- [Working data]:
* * * *
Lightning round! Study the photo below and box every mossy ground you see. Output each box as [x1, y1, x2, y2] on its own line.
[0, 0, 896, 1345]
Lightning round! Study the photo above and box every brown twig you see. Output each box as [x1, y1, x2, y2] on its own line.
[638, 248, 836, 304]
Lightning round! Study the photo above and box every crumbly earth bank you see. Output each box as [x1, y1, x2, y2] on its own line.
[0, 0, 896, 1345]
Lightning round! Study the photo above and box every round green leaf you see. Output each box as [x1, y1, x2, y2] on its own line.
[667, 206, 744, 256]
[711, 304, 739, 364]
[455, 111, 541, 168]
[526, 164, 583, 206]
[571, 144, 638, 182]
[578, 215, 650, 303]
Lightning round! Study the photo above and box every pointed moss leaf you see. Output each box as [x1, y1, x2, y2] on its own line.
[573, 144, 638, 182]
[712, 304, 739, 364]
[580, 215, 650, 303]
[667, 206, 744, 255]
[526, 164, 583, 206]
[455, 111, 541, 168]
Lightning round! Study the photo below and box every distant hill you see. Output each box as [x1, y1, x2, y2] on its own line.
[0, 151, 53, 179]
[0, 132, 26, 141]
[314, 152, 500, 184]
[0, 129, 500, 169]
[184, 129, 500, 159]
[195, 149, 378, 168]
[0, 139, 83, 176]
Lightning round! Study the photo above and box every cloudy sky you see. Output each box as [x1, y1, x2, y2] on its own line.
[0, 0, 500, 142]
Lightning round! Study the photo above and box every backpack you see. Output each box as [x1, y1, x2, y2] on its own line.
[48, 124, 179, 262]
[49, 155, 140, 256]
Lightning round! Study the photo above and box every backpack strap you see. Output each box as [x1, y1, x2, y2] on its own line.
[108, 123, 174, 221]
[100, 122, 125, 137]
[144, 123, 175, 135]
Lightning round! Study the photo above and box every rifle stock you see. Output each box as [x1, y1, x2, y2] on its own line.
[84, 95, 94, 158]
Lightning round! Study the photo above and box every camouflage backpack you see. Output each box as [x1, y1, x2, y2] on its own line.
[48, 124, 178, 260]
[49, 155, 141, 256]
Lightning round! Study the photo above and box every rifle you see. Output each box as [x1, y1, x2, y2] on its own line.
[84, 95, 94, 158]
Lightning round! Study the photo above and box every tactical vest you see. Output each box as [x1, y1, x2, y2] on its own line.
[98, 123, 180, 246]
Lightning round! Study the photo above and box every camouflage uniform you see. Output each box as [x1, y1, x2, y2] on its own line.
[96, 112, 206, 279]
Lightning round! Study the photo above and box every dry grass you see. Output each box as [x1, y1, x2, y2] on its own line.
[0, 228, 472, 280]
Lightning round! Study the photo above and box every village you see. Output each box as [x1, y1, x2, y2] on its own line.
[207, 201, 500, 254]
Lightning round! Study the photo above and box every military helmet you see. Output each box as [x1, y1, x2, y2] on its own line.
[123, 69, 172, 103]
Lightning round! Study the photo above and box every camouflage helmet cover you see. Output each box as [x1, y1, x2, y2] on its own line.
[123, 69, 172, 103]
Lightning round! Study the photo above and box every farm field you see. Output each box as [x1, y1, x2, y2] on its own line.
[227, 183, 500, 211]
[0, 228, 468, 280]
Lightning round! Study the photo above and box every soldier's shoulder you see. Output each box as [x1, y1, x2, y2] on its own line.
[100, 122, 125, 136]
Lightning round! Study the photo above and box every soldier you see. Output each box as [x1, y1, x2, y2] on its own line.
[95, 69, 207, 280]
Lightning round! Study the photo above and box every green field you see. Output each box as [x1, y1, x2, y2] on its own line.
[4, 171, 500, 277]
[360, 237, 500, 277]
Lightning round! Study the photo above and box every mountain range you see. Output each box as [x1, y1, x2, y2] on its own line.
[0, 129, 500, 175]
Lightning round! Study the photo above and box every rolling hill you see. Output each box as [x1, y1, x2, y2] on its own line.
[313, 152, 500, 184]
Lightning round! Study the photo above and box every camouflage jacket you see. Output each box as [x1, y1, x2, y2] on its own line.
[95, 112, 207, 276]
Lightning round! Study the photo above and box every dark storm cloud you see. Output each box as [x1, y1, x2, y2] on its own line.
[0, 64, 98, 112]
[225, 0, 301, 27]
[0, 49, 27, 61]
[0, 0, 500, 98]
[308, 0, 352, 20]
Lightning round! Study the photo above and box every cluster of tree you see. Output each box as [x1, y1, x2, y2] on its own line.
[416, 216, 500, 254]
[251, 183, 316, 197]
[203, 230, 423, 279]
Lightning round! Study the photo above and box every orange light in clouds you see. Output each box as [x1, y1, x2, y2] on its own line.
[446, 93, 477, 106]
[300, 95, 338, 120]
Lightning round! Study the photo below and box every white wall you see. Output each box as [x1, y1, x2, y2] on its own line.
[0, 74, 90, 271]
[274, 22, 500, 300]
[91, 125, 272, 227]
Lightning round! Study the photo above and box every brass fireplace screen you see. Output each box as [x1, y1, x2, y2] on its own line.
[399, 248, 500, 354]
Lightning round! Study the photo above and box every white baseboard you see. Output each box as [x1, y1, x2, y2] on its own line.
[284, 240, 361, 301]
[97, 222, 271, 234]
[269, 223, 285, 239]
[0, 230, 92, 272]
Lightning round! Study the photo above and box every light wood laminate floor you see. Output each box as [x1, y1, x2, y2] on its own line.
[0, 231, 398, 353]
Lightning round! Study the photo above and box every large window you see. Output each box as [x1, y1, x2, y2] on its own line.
* * * *
- [Objective]: Copy the records starting at the line that contains "Lightning round! Study the photo above and box every rolling" and ending at the line that contains "[308, 0, 352, 20]". Switch "camouflage jacket" to "rain jacket" and leave everything else unchanged.

- [Reply]:
Lightning round! Study the photo above and box every rolling hill you see. Output each box as [x1, y1, x2, y2] on its own line.
[313, 152, 500, 184]
Lightning round! Study the photo above and box every rain jacket you see. Output each box as [x1, y1, x2, y2] on its own line.
[95, 112, 207, 276]
Lightning round! Study the photo above and box every dark storm cloud you see. Output each box as [x1, y1, x2, y2] on its own line.
[0, 64, 98, 112]
[225, 0, 301, 27]
[0, 49, 27, 61]
[0, 0, 500, 98]
[308, 0, 352, 20]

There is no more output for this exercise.